▸ **DATASET EXCERPTS**:
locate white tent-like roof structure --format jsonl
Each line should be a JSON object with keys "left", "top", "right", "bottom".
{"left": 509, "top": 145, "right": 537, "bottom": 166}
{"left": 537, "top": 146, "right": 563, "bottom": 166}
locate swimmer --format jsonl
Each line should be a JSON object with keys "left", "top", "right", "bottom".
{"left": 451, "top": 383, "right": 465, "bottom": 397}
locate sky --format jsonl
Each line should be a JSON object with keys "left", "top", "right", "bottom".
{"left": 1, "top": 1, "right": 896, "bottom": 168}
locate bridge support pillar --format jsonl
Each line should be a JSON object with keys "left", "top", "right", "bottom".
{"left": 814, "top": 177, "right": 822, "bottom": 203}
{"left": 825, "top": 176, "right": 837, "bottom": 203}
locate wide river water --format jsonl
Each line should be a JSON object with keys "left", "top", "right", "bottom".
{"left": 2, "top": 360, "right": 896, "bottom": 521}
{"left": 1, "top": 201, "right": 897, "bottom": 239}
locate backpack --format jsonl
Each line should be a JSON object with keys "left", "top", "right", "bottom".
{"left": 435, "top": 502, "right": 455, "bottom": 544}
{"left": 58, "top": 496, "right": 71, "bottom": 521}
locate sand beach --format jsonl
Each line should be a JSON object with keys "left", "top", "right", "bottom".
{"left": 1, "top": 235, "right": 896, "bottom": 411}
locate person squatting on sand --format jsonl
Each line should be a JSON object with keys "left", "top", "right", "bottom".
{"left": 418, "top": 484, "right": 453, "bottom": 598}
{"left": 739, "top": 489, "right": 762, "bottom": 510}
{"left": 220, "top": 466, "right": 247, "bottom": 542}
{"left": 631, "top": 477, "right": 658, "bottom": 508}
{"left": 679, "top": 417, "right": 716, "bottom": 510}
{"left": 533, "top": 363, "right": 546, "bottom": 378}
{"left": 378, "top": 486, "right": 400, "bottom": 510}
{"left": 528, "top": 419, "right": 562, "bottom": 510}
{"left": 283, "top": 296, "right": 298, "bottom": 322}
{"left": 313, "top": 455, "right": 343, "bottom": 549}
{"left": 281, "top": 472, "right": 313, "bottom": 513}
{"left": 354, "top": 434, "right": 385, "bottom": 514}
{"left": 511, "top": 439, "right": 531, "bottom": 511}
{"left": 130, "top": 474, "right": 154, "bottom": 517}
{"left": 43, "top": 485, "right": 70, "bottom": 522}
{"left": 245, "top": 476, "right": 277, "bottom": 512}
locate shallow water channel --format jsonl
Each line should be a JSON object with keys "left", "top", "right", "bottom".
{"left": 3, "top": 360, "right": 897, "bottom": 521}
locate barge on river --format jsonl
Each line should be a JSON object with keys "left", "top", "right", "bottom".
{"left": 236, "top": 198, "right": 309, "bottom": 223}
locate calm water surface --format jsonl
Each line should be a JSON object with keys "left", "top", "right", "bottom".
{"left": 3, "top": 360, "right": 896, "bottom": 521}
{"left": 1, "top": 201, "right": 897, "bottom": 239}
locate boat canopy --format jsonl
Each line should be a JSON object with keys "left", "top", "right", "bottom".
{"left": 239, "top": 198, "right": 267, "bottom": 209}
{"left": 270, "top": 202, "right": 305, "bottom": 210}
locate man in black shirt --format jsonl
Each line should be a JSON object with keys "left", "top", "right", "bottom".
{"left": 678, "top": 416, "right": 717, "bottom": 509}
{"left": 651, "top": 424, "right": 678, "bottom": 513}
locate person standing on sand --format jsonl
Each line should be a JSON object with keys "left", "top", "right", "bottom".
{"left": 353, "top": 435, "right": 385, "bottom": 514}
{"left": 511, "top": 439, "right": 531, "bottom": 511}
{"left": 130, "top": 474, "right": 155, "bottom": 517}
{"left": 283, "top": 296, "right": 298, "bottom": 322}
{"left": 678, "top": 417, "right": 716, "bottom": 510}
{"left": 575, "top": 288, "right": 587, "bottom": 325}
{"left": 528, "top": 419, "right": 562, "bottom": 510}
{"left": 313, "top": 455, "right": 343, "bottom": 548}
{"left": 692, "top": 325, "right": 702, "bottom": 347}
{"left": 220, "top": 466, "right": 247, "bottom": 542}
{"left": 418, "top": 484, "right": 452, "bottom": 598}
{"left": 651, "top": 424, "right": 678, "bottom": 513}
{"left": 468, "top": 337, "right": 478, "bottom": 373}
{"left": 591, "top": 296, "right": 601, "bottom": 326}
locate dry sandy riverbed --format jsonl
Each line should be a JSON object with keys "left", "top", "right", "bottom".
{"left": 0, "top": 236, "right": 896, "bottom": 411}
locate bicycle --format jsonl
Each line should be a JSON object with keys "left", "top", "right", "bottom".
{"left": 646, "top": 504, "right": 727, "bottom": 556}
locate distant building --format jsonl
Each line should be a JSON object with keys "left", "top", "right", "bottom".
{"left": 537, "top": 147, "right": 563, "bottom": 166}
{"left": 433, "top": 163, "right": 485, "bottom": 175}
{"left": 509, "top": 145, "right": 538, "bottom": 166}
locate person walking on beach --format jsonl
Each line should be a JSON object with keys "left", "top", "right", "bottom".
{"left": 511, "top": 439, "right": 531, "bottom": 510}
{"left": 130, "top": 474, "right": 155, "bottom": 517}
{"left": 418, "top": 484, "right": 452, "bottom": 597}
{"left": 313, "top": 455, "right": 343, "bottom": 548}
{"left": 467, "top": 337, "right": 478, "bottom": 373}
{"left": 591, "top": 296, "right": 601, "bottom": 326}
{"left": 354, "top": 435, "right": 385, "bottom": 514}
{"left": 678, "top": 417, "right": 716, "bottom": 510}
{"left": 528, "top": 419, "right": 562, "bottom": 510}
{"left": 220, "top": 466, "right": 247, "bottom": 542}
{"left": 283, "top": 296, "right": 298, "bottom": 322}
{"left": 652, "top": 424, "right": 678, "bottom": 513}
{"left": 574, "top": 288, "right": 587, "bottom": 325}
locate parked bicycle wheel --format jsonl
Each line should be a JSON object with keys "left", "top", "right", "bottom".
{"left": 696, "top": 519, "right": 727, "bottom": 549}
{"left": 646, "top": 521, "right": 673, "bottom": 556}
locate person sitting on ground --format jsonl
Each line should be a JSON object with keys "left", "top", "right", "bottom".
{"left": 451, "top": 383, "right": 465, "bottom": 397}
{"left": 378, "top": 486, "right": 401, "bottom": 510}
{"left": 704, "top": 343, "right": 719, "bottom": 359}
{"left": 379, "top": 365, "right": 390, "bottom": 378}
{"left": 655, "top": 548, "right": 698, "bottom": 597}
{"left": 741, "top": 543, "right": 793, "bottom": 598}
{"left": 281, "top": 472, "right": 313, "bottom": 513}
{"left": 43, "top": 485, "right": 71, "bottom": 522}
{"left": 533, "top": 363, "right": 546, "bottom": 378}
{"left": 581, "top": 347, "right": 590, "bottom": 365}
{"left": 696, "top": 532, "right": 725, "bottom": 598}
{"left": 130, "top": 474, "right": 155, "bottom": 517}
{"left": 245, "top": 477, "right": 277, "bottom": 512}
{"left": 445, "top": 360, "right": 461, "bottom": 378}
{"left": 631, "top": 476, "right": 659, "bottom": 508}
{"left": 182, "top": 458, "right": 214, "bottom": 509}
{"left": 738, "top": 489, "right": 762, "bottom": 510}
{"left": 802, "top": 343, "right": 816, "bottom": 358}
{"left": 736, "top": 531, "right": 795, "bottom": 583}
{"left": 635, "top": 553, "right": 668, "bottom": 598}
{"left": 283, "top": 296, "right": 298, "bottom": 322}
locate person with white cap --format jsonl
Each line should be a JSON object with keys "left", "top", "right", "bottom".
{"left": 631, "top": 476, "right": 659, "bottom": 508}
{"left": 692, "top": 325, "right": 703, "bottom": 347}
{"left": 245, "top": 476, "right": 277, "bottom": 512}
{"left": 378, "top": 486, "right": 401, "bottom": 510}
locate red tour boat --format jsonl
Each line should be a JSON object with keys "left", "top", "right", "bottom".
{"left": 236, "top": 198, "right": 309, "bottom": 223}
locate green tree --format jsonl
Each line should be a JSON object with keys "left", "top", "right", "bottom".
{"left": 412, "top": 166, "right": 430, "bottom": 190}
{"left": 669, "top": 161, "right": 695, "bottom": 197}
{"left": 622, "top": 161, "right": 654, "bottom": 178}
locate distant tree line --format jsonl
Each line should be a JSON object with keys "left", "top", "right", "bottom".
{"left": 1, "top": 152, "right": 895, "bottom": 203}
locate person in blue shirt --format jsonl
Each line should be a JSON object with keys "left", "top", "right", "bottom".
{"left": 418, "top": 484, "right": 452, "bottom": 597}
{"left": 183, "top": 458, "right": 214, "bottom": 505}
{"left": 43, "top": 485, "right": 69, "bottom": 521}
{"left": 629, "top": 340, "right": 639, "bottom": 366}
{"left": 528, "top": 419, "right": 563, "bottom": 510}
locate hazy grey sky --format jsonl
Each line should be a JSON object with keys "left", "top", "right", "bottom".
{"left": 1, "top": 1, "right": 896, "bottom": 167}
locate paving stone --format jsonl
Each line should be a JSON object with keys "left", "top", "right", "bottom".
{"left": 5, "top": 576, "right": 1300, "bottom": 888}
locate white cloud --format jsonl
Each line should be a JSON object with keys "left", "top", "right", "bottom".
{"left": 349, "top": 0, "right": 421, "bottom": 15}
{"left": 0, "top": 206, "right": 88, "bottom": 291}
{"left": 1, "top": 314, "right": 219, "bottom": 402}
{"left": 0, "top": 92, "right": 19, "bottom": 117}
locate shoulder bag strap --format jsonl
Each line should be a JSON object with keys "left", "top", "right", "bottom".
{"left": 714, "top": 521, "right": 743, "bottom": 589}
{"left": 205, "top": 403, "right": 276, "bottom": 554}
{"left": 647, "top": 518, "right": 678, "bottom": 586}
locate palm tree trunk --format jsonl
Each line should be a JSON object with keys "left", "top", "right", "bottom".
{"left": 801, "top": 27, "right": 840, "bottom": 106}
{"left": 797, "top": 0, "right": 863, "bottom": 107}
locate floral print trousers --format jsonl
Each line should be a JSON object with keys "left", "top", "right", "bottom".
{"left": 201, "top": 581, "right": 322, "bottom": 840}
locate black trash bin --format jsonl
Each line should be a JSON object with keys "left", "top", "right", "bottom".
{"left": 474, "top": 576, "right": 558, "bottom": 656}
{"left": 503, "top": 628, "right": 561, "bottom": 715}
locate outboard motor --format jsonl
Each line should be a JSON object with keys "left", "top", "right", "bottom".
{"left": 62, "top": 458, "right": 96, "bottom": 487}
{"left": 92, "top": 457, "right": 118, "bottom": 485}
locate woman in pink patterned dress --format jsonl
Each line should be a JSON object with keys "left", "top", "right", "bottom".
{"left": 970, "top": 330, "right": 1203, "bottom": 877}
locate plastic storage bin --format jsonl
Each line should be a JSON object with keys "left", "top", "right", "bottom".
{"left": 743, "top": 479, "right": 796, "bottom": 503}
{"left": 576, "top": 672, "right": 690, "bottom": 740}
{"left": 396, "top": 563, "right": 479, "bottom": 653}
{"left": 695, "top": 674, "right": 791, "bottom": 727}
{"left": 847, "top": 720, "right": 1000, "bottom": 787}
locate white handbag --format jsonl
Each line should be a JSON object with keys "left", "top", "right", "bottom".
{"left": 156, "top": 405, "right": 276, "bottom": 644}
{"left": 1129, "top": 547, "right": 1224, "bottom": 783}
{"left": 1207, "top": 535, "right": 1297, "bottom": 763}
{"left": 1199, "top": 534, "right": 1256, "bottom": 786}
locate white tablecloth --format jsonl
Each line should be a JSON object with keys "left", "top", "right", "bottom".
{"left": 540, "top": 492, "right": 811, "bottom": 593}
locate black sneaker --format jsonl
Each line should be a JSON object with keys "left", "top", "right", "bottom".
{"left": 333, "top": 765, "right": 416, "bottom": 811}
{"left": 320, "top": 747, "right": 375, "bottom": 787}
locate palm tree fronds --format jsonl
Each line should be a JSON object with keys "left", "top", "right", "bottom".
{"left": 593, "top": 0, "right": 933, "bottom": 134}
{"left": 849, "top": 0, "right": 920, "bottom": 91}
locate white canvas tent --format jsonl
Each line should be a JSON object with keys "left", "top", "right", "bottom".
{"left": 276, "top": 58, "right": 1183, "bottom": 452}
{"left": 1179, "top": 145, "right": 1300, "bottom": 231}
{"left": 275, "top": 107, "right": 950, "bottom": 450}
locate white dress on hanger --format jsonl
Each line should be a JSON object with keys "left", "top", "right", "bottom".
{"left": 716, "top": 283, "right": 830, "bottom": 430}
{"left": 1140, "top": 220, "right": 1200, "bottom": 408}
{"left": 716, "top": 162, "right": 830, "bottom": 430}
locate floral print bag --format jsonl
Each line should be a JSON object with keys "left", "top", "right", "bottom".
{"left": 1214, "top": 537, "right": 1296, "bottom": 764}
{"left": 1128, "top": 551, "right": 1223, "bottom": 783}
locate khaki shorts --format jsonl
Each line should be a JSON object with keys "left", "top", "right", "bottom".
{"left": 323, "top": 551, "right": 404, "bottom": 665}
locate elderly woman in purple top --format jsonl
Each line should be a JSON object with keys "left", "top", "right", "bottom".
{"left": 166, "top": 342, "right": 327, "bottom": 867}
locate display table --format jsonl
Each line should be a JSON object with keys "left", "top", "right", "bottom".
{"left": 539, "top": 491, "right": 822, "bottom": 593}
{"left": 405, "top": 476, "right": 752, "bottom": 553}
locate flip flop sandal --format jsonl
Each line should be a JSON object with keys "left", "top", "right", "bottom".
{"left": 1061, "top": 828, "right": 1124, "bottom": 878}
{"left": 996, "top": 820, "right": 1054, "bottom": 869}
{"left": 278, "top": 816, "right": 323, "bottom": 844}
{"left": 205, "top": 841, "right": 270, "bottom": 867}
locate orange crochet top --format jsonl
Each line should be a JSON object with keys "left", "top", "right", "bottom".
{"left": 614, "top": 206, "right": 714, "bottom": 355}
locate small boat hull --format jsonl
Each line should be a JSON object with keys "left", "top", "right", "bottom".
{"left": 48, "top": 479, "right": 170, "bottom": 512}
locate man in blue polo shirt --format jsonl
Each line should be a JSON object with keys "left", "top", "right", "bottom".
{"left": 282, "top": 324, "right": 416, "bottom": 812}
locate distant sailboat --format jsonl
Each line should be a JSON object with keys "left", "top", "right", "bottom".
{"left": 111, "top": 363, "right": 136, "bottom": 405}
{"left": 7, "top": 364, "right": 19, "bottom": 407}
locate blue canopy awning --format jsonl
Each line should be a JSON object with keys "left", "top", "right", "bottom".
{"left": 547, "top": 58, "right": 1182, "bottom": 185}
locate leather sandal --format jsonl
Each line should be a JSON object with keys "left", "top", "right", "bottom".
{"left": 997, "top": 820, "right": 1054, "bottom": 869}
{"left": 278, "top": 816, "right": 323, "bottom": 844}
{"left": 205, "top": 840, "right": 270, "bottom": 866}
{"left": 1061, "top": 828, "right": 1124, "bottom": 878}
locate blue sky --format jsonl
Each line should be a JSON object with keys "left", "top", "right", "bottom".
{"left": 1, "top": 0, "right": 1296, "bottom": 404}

▸ **REQUIRED ACTION**: State how many lines in the listing above contain the string "palm". Include no other words.

▸ **COMPLETED TASK**: 2